═════ SUPPLIED INFORMATION ═════

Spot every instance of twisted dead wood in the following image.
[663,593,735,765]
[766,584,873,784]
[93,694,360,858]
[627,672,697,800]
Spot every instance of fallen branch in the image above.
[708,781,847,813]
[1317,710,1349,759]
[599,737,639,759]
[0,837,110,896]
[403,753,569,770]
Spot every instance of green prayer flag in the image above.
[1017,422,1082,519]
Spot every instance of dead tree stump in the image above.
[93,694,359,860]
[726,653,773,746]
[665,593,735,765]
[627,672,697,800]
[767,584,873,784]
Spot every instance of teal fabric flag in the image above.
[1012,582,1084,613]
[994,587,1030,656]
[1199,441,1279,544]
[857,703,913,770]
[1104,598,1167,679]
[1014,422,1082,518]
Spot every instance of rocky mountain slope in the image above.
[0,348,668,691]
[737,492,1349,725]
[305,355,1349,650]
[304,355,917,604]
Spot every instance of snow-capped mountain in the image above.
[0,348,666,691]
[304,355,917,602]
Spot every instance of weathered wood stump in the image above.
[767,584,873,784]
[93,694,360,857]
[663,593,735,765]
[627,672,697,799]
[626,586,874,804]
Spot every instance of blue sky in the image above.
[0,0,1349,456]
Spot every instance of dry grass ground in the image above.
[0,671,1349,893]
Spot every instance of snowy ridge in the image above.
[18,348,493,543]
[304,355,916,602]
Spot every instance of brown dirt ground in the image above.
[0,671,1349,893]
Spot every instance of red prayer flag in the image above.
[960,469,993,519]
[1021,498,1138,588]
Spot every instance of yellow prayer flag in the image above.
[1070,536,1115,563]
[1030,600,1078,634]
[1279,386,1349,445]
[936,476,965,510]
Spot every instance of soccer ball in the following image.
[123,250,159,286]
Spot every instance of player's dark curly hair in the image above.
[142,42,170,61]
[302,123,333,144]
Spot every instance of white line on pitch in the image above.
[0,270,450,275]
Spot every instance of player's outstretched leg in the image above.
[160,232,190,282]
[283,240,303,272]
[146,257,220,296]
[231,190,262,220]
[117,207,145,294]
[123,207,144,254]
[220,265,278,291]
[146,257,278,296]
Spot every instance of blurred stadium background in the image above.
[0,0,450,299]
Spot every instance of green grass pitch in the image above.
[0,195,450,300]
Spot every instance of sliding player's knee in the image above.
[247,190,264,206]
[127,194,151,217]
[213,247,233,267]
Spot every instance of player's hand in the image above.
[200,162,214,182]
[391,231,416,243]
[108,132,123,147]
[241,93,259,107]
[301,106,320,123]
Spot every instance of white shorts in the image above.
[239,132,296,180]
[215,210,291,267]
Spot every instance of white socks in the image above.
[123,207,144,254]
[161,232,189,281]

═════

• PROBLEM TO WORK ON
Change every occurrence of "Spot every instance of" to "Mark each occurrence of" in the rows above and write them all out again, leaving everything else unchanged.

• TASK OUTPUT
Mark each occurrence of twisted dead wood in the following image.
[663,593,735,765]
[766,584,873,784]
[93,694,360,858]
[627,672,697,800]
Mark each occurrence of fallen branch in the image above.
[708,781,847,813]
[1317,710,1349,759]
[599,737,639,759]
[0,837,110,896]
[403,753,569,770]
Mark each occurrence of green prayer flag in the image above.
[1017,422,1082,519]
Mark each occurrence of dead tree stump in the image above.
[93,694,359,860]
[726,653,773,746]
[665,593,735,765]
[627,672,697,800]
[767,584,873,784]
Mark each occurrence of teal fabric flag in the image above.
[1012,582,1084,613]
[994,587,1030,656]
[1199,441,1279,544]
[857,703,913,770]
[1104,598,1167,679]
[1014,422,1082,518]
Mark each occurrence of rocky mountain slope in the image above.
[0,348,668,691]
[737,492,1349,725]
[305,355,1349,650]
[304,355,917,604]
Mark each occurrence of snow-capped mountain in the image above.
[0,348,666,691]
[304,355,917,602]
Mark each occurrence of weathered wood stump in the image above.
[767,584,873,784]
[93,694,360,857]
[663,593,735,765]
[627,672,697,799]
[626,586,874,804]
Mark each occurrence of blue sky in the image above.
[0,0,1349,456]
Mark each occurrence of dry grass ground in the image above.
[0,671,1349,893]
Mark each occurrence of snowy ridge in the image above.
[18,348,493,543]
[304,355,916,602]
Mark each occurrence of brown dirt ground in the image above.
[0,671,1349,893]
Mark each occurrence of red prayer flag in the image above.
[960,469,993,519]
[1021,498,1138,588]
Mark each occurrence of yellow prayer flag in the image above.
[1070,536,1115,563]
[1030,600,1078,634]
[1279,386,1349,445]
[936,476,965,510]
Mark each occurrence of soccer ball in the following image.
[123,250,159,286]
Mark each occurrence of player's dark curly hair in the image above.
[142,42,170,61]
[302,123,333,144]
Mark each occurrence of white line on pitch in the image above.
[0,270,450,275]
Mark each occurrence of player's outstretched leg in the image above.
[160,232,190,282]
[283,240,303,272]
[146,257,220,296]
[231,190,262,220]
[117,207,145,294]
[123,207,144,254]
[220,265,278,291]
[146,257,278,296]
Mark each occurrence of blurred stadium background in the image above.
[0,0,450,299]
Mark each occurrence of green grass pitch in the image above.
[0,195,450,300]
Mark each occurrence of sliding player's knee in the image above.
[247,190,264,206]
[127,194,151,217]
[213,247,233,267]
Mark each occurrence of player's hand in the image above.
[200,162,214,182]
[391,231,416,243]
[108,132,123,147]
[241,93,259,107]
[301,106,320,123]
Mark each occurrence of white shorts in the image above.
[239,132,296,180]
[215,210,291,267]
Mark each occurrence of white socks in the image above.
[123,207,144,254]
[161,232,189,281]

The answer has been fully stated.